Le temps, c’est de l’argent!, pour les syndiqués qui perdent 55$ par semaine depuis la fin de leurs conventions collectives
par Maude Messier
La Loi sur les relations du travail dans l’industrie de la construction prohibe toute forme de rétroactivité dans le renouvellement des conventions collectives régissant les conditions de travail des quelque 145 000 travailleurs et travailleuses de la construction au Québec, augmentations et ajustements salariaux inclus.
Chaque semaine écoulée depuis l’échéance des conventions collectives en avril dernier se traduit par une perte de 55$ en moyenne par travailleur. L’économie est considérable pour les employeurs, soit plusieurs millions de dollars jusqu’à maintenant.
Malgré une entente de principe survenue dans le secteur du génie civil et de la voirie, les négociations, entamées depuis huit mois, achoppent pour les trois autres secteurs: institutionnel et commercial, résidentiel et industriel.
Si des rencontres entre les parties patronale et syndicale en présence d’un conciliateur figurent toujours à l’agenda, l’Alliance syndicale a annoncé la semaine dernière que si aucune avancée significative n’est réalisée dans les pourparlers le 30 août prochain, la grève générale et illimitée sera déclenchée.
De toute évidence, après huit mois de négociations et d’importantes concessions exigées par les employeurs, les demandes syndicales ne trouvent pas écho aux tables de négociation. Dans un contexte où les pourparlers s’éternisent au profit des patrons, la grève constitue une disposition légitime pour les travailleurs afin de faire entendre leurs revendications et mettre de la pression pour qu’aboutissent les négociations.
Solidarité syndicale historique
«Division» est le maître mot dans le régime des relations du travail de l’industrie de la construction. Rappelons que les travailleurs sont représentés, selon leur allégeance, par cinq associations syndicales: Syndicat québécois de la construction (6,3%), CSN-Construction (10,57%), CSD-Construction (14,12%), Conseil provincial du Québec des métiers de la construction (CPQMC-International) (26,09%), FTQ-Construction (42,90%).

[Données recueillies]
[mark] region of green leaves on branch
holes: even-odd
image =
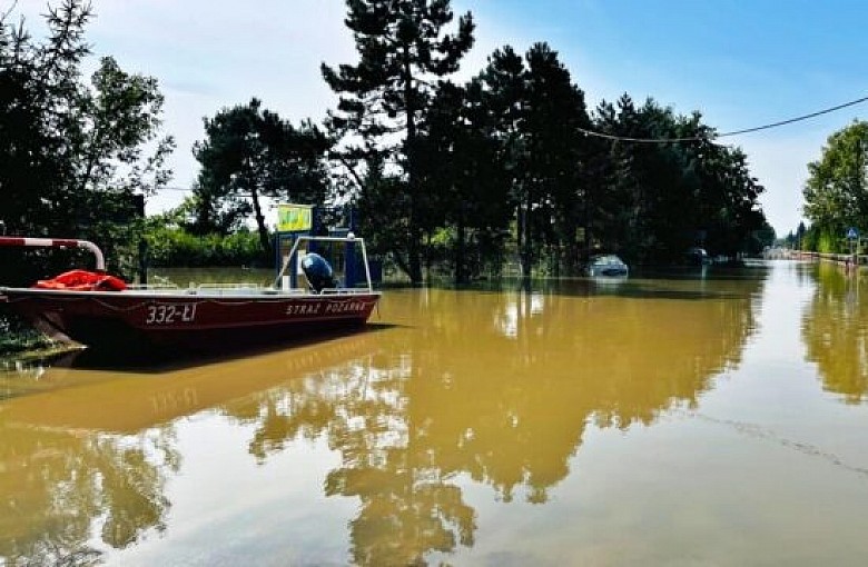
[[[802,193],[811,229],[838,238],[847,227],[868,229],[867,158],[868,122],[855,121],[831,135],[820,159],[808,163]]]

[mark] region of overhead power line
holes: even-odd
[[[816,112],[810,112],[807,115],[798,116],[795,118],[788,118],[787,120],[780,120],[778,122],[771,122],[768,125],[762,126],[754,126],[752,128],[744,128],[742,130],[732,130],[730,132],[722,132],[716,136],[711,136],[708,138],[703,138],[701,136],[689,136],[684,138],[631,138],[629,136],[614,136],[611,133],[604,133],[604,132],[596,132],[594,130],[588,130],[585,128],[579,128],[579,131],[588,135],[588,136],[595,136],[598,138],[604,138],[606,140],[617,140],[617,141],[628,141],[628,142],[638,142],[638,143],[678,143],[678,142],[688,142],[688,141],[707,141],[711,139],[718,139],[718,138],[727,138],[731,136],[739,136],[742,133],[751,133],[751,132],[758,132],[760,130],[769,130],[771,128],[778,128],[781,126],[791,125],[793,122],[801,122],[802,120],[808,120],[810,118],[816,118],[818,116],[828,115],[830,112],[835,112],[837,110],[840,110],[842,108],[852,107],[856,105],[860,105],[865,101],[868,101],[868,97],[862,97],[856,100],[850,100],[849,102],[845,102],[842,105],[836,105],[834,107],[825,108],[822,110],[817,110]]]

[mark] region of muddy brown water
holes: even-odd
[[[864,565],[867,509],[868,273],[832,266],[386,290],[365,332],[0,372],[0,565]]]

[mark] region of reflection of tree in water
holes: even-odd
[[[808,360],[816,362],[823,388],[859,404],[868,392],[868,291],[862,270],[851,276],[831,263],[817,266],[817,289],[801,322]]]
[[[650,425],[696,405],[738,364],[760,285],[699,300],[403,294],[394,309],[412,314],[413,330],[385,331],[378,354],[273,390],[255,418],[249,406],[231,412],[258,422],[260,460],[326,432],[343,459],[326,494],[362,503],[353,560],[424,564],[474,543],[457,478],[504,501],[523,487],[545,503],[589,422]]]
[[[171,430],[119,437],[21,427],[1,437],[9,441],[0,447],[0,564],[92,565],[95,526],[118,549],[165,529],[164,468],[179,466]]]

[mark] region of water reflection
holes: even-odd
[[[465,483],[543,504],[589,424],[650,425],[696,406],[739,364],[762,284],[700,294],[696,281],[634,281],[620,296],[576,285],[396,290],[382,306],[396,326],[379,332],[157,375],[66,370],[75,388],[0,406],[0,557],[92,558],[142,534],[171,538],[176,424],[206,410],[249,430],[264,467],[327,439],[341,464],[325,496],[359,503],[353,564],[425,564],[473,546]]]
[[[816,291],[801,326],[808,360],[817,364],[827,391],[858,404],[868,394],[868,273],[826,262],[812,273]]]
[[[388,309],[413,330],[383,334],[377,356],[260,398],[250,451],[264,459],[326,434],[342,455],[326,494],[361,501],[353,563],[424,564],[474,543],[457,479],[542,504],[589,422],[650,425],[694,406],[739,362],[759,286],[733,282],[704,301],[395,291]]]

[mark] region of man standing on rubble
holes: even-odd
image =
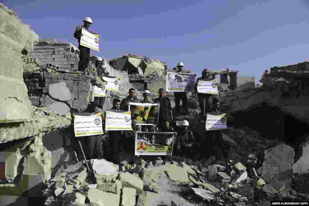
[[[189,122],[184,120],[179,126],[180,128],[177,132],[175,141],[176,153],[180,155],[181,154],[185,157],[194,155],[196,151],[194,151],[193,146],[195,144],[195,140],[193,133],[188,129]]]
[[[135,96],[135,90],[131,88],[129,90],[129,96],[124,98],[121,101],[120,108],[122,110],[128,111],[129,110],[129,103],[138,103],[139,102],[137,97]],[[133,107],[130,107],[130,110],[132,111],[134,110],[134,108]]]
[[[163,127],[163,124],[166,121],[173,120],[173,114],[171,101],[164,95],[164,89],[160,88],[159,94],[159,97],[155,100],[154,103],[160,104],[159,124],[159,127],[162,128]]]
[[[82,72],[84,71],[87,68],[90,57],[90,48],[80,45],[80,38],[83,36],[82,30],[83,29],[88,31],[89,27],[92,23],[92,20],[90,17],[86,17],[83,21],[84,22],[84,25],[78,27],[75,29],[74,34],[74,37],[78,40],[78,48],[80,53],[78,70]]]
[[[182,62],[179,62],[177,64],[177,69],[178,70],[176,72],[176,73],[184,73],[184,63]],[[174,96],[175,97],[175,104],[176,107],[176,114],[179,113],[180,111],[180,100],[182,102],[182,105],[184,107],[184,111],[185,113],[187,114],[188,112],[187,108],[187,103],[188,102],[188,98],[187,97],[187,92],[174,92]]]
[[[144,90],[143,96],[144,97],[144,99],[141,101],[141,103],[153,103],[152,101],[150,100],[150,92],[148,90]]]
[[[210,81],[214,80],[213,77],[211,77],[210,76],[210,71],[209,69],[205,69],[203,70],[202,72],[202,77],[197,78],[196,80],[196,83],[195,84],[195,92],[198,97],[198,101],[200,103],[200,107],[201,107],[200,115],[205,117],[207,112],[208,111],[209,106],[210,110],[212,109],[212,95],[209,94],[204,94],[199,93],[197,92],[197,82],[201,80],[204,81]]]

CONSIGNES:
A. Mettez en anglais cette phrase du texte cité : « Chaque semaine écoulée depuis l’échéance des conventions collectives en avril dernier se traduit par une perte de 55$ en moyenne par travailleur. »
B. D’après le texte cité, par combien d’associations syndicales les travailleurs de la construction sont-ils représentés ?
C. Recopiez mot pour mot le passage du texte cité qui va de « De toute évidence, après » jusqu’à « qu’aboutissent les négociations. ».

RÉPONSES FOURNIES:
A. Each week that has gone by since the collective agreements expired last April means an average loss of $55 per worker.

B. Par cinq associations syndicales.

C.
De toute évidence, après huit mois de négociations et d’importantes concessions exigées par les employeurs, les demandes syndicales ne trouvent pas écho aux tables de négociation. Dans un contexte où les pourparlers s’éternisent au profit des patrons, la grève constitue une disposition légitime pour les travailleurs afin de faire entendre leurs revendications et mettre de la pression pour qu’aboutissent les négociations.